{\huge What's Blue and White and Red All Over?} Election and debate special from GLL \vspace{.5in}
Aram Harrow is both a computer scientist and a physicist---something that makes him unique and special. Few people can explain what a probabilistic Turing Machine is and also what complementarity is. He has done some beautiful work in pure and applied mathematics, work that uses his dual abilities.
Today Dick and I wish to describe and interpret an intricate recent theorem of his in joint work with Alexandra Kolla and Leonard Schulman.
Aram is no stranger to these pages. Of course he has also been our honored participant in our year-long debate on the feasibility of building quantum computers, all during his current appointment in the Computer Science and Engineering department of the University of Washington in Seattle. He is also one of three mainstays on the prominent quantum computing blog created by Dave Bacon, and during our debate still managed to get a little bit of other work done. In January he will join the MIT Department of Physics as an assistant professor, and we congratulate him on that.
As related in his post, the paper grew out of work on the unique games conjecture, seeking to apply quantum methods though the end result was ``classical.'' The impetus included models of physical noise, such as featured in Aram's debate with Gil Kalai. To bring this full circle, Gil himself is the first person credited for discussions that spurred the paper, but these were in 2010 long before the debate idea arose, and not with Aram.
The Proof
Usually we discuss the paper first, or at least state its main results, but exceptional times demand exceptions. Their ``Proof overview'' subsection begins by defining a ``senate operator,'' based on the idea that in the U.S. Senate, states have equal weight regardless of population. Relaxing equal-weighting will lead to our main open problem. The Section~3 title summarizes their pivotal Proposition~2 as ``senates dominate dictatorships.'' A main ingredient of their proof are the Krawtchouk Polynomials, whose Internet page talks about ``the destiny of the scientist during the Great Terror.''
Our interdisciplinary push seems to have entered Politics, but the real point is: the proof is hard. So hard that the authors tell me they have no idea of the value of the constant $latex {a}&fg=000000$ whose existence constitutes their main theorem. We will still try to give some idea of its significance, and why the result is hard, and how you can approach the issues without having to delve into the whole party manifesto. But you will not be able to make like President Gerald Ford in his first debate (parody) with Jimmy Carter in 1976:
``It was my understanding that there would be no math in this debate.''
The Paper
The paper's title, ``Dimension-free L2 maximal inequality for spherical means in the hypercube,'' may not generate any 15-second sound bites. Nor may it help predict the outcome of the U.S. Presidential election, but it does contain an important new theorem.
....................
### [WHAT THIS TASK INVOLVES]
Please state which department Aram Harrow will join in January, according to the passage about Aram Harrow, and in what position. These lines have no connection to the passage about Aram Harrow.

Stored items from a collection
....................
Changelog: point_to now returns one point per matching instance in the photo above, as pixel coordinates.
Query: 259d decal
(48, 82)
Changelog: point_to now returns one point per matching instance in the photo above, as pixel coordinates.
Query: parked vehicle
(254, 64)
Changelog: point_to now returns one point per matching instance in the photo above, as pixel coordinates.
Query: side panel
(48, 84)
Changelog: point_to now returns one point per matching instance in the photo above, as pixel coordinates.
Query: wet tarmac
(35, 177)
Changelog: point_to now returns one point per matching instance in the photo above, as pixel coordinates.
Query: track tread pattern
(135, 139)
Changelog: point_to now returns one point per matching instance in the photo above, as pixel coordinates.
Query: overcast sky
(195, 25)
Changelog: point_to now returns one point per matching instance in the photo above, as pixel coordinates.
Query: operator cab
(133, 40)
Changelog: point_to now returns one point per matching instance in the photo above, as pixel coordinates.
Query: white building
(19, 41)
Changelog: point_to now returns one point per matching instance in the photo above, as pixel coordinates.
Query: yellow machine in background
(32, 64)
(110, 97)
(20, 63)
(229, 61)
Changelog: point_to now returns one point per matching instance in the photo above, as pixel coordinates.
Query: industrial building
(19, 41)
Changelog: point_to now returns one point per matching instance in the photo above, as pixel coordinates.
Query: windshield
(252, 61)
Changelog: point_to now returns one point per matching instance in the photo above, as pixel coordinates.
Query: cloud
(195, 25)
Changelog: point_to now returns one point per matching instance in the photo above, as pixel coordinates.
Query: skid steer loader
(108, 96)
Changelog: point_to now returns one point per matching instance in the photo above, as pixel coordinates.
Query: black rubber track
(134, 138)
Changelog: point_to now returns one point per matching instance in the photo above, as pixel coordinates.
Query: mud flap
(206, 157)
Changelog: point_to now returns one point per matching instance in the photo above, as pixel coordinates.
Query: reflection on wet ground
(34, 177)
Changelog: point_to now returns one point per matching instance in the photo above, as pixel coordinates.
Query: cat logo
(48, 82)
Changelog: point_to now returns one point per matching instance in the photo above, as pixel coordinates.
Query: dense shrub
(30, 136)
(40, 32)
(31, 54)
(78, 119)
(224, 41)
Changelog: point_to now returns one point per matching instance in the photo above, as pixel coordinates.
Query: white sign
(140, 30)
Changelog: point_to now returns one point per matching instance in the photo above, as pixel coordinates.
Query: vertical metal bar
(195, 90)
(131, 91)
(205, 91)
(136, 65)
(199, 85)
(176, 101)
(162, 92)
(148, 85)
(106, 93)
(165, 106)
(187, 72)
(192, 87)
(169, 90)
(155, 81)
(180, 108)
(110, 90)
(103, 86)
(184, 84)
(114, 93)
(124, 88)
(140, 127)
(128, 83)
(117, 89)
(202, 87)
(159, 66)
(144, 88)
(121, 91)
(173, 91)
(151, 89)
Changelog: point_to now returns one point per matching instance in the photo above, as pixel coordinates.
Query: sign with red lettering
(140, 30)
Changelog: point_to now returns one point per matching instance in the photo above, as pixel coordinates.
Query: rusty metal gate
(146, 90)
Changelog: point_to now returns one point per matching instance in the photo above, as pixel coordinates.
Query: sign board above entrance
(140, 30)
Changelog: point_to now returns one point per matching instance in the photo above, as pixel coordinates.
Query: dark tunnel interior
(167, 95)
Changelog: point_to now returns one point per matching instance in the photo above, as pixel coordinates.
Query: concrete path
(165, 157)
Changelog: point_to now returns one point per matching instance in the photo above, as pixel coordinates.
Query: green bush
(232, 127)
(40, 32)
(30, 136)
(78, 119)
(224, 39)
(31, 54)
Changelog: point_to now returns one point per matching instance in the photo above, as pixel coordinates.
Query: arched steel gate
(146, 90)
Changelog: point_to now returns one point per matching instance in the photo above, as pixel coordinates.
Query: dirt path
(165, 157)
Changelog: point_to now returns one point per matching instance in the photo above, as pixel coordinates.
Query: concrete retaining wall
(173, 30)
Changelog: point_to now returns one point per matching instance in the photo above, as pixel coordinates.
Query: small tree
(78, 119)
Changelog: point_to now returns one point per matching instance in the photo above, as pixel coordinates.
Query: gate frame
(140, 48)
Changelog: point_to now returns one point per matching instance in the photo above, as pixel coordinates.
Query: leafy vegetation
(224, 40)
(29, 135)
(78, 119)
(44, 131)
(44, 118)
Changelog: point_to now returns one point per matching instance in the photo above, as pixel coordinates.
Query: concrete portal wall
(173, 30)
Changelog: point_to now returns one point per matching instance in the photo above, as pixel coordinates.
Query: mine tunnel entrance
....................
### [COMPLETE OUTPUT]
He will join the MIT Department of Physics as an assistant professor.